THE PROBLEM:
Down to the last line, repeat the data below exactly.

DATASET:
◆ ◆ ◆
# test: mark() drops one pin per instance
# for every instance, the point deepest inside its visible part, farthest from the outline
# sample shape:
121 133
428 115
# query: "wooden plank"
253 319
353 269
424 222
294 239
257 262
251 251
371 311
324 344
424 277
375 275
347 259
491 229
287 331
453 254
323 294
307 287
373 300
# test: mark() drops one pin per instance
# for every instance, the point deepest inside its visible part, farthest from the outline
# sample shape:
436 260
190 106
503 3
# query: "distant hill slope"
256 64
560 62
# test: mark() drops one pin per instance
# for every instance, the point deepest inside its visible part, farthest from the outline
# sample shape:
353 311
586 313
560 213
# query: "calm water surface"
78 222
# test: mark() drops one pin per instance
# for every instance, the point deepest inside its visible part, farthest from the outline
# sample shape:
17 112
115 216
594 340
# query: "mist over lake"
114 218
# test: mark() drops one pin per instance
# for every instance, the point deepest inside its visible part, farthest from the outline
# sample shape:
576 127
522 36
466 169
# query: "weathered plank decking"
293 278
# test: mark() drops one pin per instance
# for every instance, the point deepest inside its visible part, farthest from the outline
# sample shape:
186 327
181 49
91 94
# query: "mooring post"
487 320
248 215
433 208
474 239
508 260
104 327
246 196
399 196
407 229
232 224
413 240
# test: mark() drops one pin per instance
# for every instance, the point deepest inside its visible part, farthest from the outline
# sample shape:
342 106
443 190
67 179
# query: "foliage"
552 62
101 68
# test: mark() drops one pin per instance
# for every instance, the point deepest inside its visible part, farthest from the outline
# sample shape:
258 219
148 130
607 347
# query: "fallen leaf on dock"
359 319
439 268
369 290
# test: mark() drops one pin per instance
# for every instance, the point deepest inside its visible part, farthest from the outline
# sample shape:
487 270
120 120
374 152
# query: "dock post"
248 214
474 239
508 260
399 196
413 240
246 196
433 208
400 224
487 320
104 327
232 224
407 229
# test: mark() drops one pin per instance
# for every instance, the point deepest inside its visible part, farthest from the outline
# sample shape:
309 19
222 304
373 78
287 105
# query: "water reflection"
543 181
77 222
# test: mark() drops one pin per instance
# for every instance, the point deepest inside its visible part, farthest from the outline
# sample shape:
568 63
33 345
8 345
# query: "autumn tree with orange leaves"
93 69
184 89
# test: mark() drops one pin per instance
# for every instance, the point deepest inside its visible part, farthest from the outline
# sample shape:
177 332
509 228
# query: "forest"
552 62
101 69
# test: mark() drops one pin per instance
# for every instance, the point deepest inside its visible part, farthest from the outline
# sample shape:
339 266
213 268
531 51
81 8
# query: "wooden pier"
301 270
◆ ◆ ◆
TASK RESULT:
# test: mark() drops one pin per instance
# for every instance, the point deepest inside its visible part, farthest from the outline
# sample shape:
121 133
428 115
# query: "wooden plank"
253 319
353 269
424 222
294 239
257 262
251 251
371 311
324 344
424 277
375 275
347 259
491 229
287 331
453 254
323 294
307 287
373 300
# test: mark() drops one pin per instance
# for every instance, the point deepest inside its visible part, farthest from the outline
# sample shape:
436 260
190 106
503 3
# query: "distant hill slope"
256 64
560 62
# test: mark() drops one pin per instance
# for every instance, the point deepest inside its visible part, farthest from the outline
# sample shape:
353 311
586 313
560 213
# query: "calm water surface"
78 222
# test: mark() drops one pin per instance
# for every instance, the point deepest inside its visible part, farthest from the outline
# sample shape:
17 112
115 216
594 340
# query: "mist over lake"
114 218
# test: mark() drops one pin per instance
# for every instance, the point deepest inside its visible part, farthest from the outline
# sample shape:
576 127
522 36
466 169
# query: "weathered plank decking"
293 278
# test: mark() drops one pin per instance
# for every instance, the point deepest inside its visible part, farthest from the outline
# sample shape:
186 327
181 49
91 94
# query: "mooring post"
487 320
248 215
433 208
474 239
508 260
104 327
246 196
399 196
407 229
232 224
413 240
# test: mark() drops one pin per instance
# for every instance, the point deepest inside its visible part, farthest from the outline
# sample shape:
342 106
443 190
67 179
# query: "foliage"
552 62
101 68
# test: mark() drops one pin per instance
# for every instance, the point deepest inside its visible part, farthest from the outline
# sample shape:
258 219
148 130
607 347
# query: "fallen leaf on dock"
359 319
439 268
369 290
# test: mark() drops one pin per instance
# for every instance, the point deepest inside its visible part, farthest from the outline
# sample shape:
487 270
120 120
374 152
# query: "dock post"
248 214
474 239
508 260
399 196
413 240
246 196
433 208
400 224
487 320
104 327
232 224
407 229
# test: mark() drops one pin per instance
# for every instance, the point deepest inside its visible part, farthest from the outline
# sample shape:
309 19
222 304
373 78
287 105
# query: "water reflection"
543 181
77 222
# test: mark() drops one pin per instance
# for every instance, the point deepest inside its visible part, farthest from the outline
# sample shape:
568 63
33 345
8 345
# query: "autumn tree with orange leaves"
93 69
184 89
# test: mark() drops one pin per instance
# for every instance, the point deepest inside its visible part, farthest from the outline
# sample shape:
177 332
509 228
# query: "forest"
552 62
101 69
# test: mark() drops one pin per instance
# for every instance, the point deepest inside its visible part, farthest from the outline
# sample shape:
339 266
213 268
531 51
81 8
# query: "wooden pier"
301 270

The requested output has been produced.